Extracted entries START

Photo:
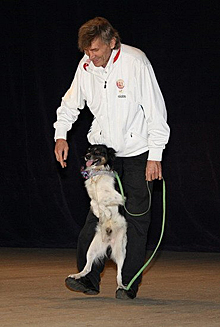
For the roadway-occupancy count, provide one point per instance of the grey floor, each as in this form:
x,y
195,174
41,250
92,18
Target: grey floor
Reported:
x,y
178,289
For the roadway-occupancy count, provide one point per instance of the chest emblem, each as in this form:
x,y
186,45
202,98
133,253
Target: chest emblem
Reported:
x,y
120,84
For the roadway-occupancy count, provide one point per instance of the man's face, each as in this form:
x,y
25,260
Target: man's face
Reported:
x,y
99,52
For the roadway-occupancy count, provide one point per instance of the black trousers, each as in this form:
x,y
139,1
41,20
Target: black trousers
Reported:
x,y
131,171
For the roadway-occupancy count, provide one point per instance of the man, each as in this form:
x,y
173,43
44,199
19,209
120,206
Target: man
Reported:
x,y
119,86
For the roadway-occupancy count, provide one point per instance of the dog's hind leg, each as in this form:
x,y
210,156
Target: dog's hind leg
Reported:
x,y
118,255
97,249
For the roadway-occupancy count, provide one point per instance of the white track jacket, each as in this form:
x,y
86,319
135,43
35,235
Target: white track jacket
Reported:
x,y
125,99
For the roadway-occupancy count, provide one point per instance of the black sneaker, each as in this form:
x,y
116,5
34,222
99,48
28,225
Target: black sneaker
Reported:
x,y
80,285
124,294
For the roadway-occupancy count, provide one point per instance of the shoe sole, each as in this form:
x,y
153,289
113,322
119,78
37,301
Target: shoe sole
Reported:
x,y
74,285
122,295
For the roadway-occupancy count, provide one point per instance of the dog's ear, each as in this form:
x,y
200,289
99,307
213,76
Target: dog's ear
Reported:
x,y
111,154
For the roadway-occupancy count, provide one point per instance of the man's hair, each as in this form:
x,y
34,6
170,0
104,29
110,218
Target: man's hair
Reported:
x,y
98,27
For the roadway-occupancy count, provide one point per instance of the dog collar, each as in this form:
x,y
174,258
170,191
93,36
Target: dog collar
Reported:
x,y
93,172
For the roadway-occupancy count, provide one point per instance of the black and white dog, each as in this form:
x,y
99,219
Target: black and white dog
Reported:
x,y
105,201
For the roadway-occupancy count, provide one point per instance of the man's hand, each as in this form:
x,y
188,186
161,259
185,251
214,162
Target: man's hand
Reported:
x,y
61,151
153,170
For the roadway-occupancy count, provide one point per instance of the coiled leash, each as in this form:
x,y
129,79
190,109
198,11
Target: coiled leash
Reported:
x,y
141,214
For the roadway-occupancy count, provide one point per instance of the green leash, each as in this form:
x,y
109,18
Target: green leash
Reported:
x,y
141,214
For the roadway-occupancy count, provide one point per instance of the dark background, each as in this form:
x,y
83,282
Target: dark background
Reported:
x,y
42,205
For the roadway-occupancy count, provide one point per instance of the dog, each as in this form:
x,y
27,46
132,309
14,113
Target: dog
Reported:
x,y
111,230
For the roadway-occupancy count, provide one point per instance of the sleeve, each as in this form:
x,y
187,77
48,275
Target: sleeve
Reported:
x,y
68,111
153,104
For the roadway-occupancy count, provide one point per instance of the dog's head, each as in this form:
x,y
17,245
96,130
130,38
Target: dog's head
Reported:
x,y
99,155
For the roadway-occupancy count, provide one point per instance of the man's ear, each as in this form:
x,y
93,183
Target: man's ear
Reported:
x,y
112,43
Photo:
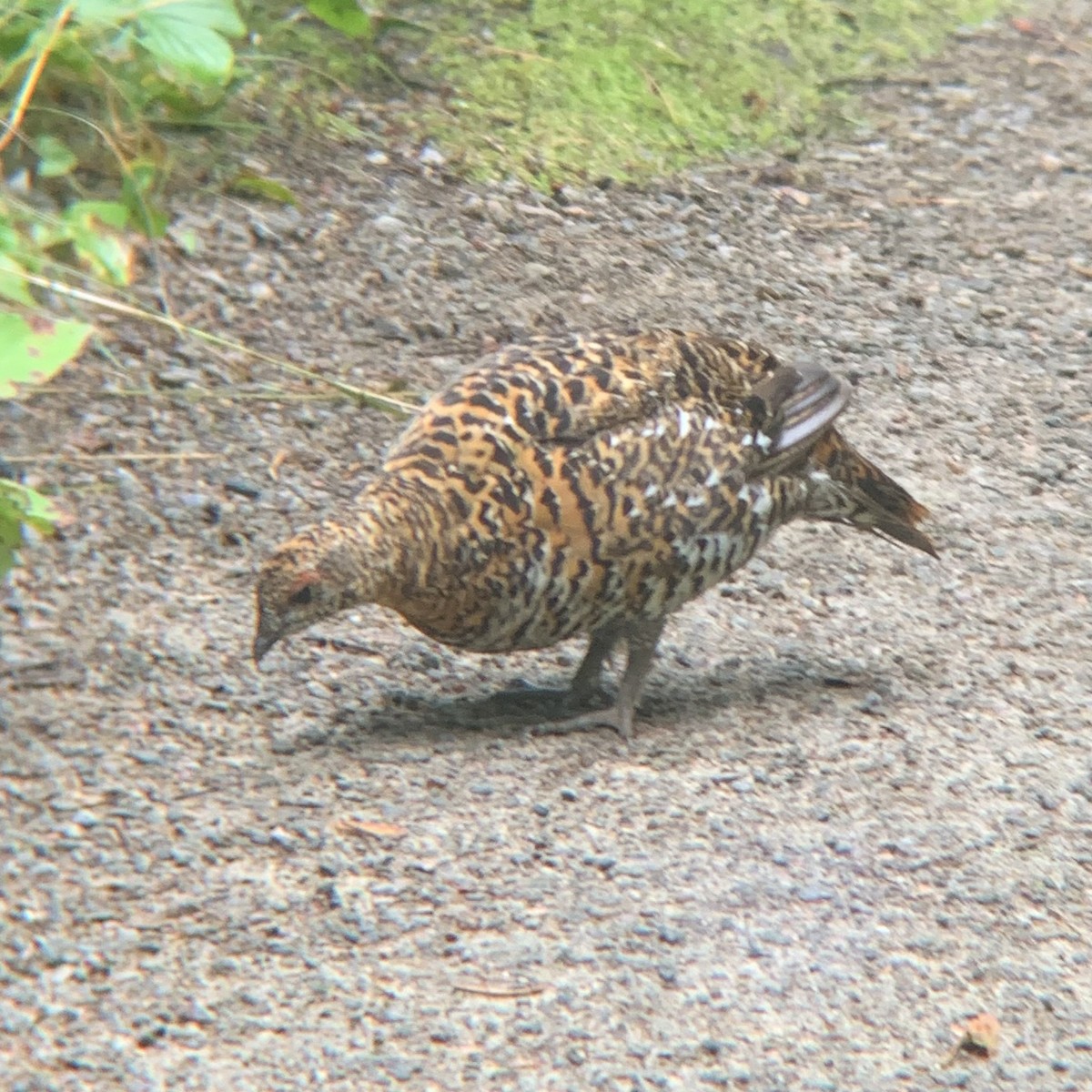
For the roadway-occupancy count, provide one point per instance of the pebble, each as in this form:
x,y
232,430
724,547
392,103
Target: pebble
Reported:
x,y
243,489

Extracted entries END

**How to complete this task:** Find how many lines of the listing hold "green" and give the number by itself.

**Solution to this exercise:** 2